Begin Entries

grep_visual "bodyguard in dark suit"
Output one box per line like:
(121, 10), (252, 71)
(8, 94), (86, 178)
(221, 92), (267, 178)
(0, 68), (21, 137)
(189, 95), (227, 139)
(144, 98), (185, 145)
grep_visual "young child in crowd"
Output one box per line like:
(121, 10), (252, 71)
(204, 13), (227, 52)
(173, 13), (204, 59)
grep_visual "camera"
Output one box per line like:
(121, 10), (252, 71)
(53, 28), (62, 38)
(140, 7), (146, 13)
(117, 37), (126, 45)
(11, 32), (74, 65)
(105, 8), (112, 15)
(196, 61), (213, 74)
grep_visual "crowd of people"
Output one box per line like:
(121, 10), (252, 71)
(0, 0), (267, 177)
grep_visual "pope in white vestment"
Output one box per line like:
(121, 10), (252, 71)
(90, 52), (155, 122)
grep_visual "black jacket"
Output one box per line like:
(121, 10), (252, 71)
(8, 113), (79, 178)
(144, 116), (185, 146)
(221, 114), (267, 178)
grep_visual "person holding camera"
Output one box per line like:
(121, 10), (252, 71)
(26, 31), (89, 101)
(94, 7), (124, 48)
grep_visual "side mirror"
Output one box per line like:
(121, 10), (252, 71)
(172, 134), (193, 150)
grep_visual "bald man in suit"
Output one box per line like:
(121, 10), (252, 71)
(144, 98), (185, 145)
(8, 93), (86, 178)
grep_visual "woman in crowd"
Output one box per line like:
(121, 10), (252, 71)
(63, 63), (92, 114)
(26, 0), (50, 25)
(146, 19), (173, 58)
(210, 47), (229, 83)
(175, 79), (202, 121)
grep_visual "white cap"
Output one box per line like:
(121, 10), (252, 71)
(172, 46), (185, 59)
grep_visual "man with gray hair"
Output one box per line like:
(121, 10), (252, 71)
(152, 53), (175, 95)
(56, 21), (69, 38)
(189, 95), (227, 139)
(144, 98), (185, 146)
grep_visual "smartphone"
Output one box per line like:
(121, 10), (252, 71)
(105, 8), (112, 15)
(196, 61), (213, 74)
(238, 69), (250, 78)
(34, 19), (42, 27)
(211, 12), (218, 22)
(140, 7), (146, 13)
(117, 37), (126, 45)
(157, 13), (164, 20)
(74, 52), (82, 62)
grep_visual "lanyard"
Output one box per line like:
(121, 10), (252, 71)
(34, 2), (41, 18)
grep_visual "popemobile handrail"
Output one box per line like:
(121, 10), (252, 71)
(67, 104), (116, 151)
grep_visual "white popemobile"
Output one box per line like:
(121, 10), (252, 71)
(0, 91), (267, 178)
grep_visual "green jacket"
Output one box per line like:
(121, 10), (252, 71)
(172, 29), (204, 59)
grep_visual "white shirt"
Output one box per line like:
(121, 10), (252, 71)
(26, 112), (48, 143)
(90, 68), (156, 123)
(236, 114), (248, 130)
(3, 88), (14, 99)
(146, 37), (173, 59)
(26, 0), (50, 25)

End Entries

## Exercise details
Copy out every entry above again, word for word and line for line.

## Solution to this problem
grep_visual "bodyguard in dark suit"
Output one box per line like:
(121, 10), (252, 71)
(8, 94), (86, 178)
(221, 92), (267, 178)
(0, 68), (21, 137)
(189, 95), (227, 139)
(144, 98), (185, 145)
grep_visual "young child in crowd"
Output one box per line like:
(121, 10), (252, 71)
(204, 13), (227, 52)
(173, 13), (204, 59)
grep_visual "camera"
Output one box per line like:
(121, 10), (252, 71)
(53, 28), (62, 38)
(140, 7), (146, 13)
(117, 37), (126, 45)
(11, 32), (74, 65)
(105, 8), (112, 15)
(196, 61), (213, 74)
grep_visual "crowd of people"
Output one box per line like:
(121, 10), (252, 71)
(0, 0), (267, 177)
grep_visual "pope in white vestment"
Output one box per line like:
(121, 10), (252, 71)
(90, 52), (155, 122)
grep_visual "black jacket"
Output one box per line like:
(121, 10), (252, 71)
(8, 113), (79, 178)
(144, 116), (185, 146)
(221, 114), (267, 178)
grep_visual "person holding camera"
Output one box per line like:
(121, 10), (252, 71)
(26, 31), (89, 101)
(94, 7), (124, 48)
grep_visual "side mirror"
Output one box per line like:
(121, 10), (252, 71)
(172, 134), (193, 150)
grep_visual "bald man in suit"
Output one box per line like:
(121, 10), (252, 71)
(144, 98), (185, 145)
(8, 93), (86, 178)
grep_visual "woman in crowd"
Output one box per line like:
(121, 10), (252, 71)
(63, 63), (92, 114)
(26, 0), (50, 25)
(146, 19), (173, 58)
(210, 47), (229, 83)
(175, 79), (202, 121)
grep_visual "white cap"
Output one box per line like:
(121, 10), (252, 71)
(172, 46), (185, 59)
grep_visual "man with gray hair"
Output one box per line like:
(121, 10), (252, 71)
(152, 53), (175, 95)
(56, 21), (69, 38)
(189, 95), (227, 139)
(144, 98), (185, 146)
grep_visual "smartphone"
Output one box per line like:
(121, 10), (252, 71)
(105, 8), (112, 15)
(196, 61), (213, 74)
(238, 69), (250, 78)
(34, 19), (42, 27)
(211, 12), (218, 22)
(140, 7), (146, 13)
(117, 37), (126, 45)
(157, 13), (164, 20)
(74, 52), (82, 62)
grep_visual "lanyard"
Output one box per line like:
(121, 10), (252, 71)
(34, 2), (41, 18)
grep_visual "popemobile handrail"
Output one box per line like:
(121, 10), (252, 71)
(67, 104), (116, 151)
grep_visual "white popemobile"
Output one box per line like:
(121, 10), (252, 71)
(0, 91), (267, 178)
grep_visual "green jacket"
Output one box per line like:
(121, 10), (252, 71)
(172, 29), (204, 59)
grep_visual "white shirt"
Output one box per line like:
(121, 10), (252, 71)
(26, 112), (48, 143)
(90, 68), (156, 123)
(236, 114), (248, 130)
(3, 88), (14, 99)
(146, 37), (173, 59)
(26, 0), (50, 25)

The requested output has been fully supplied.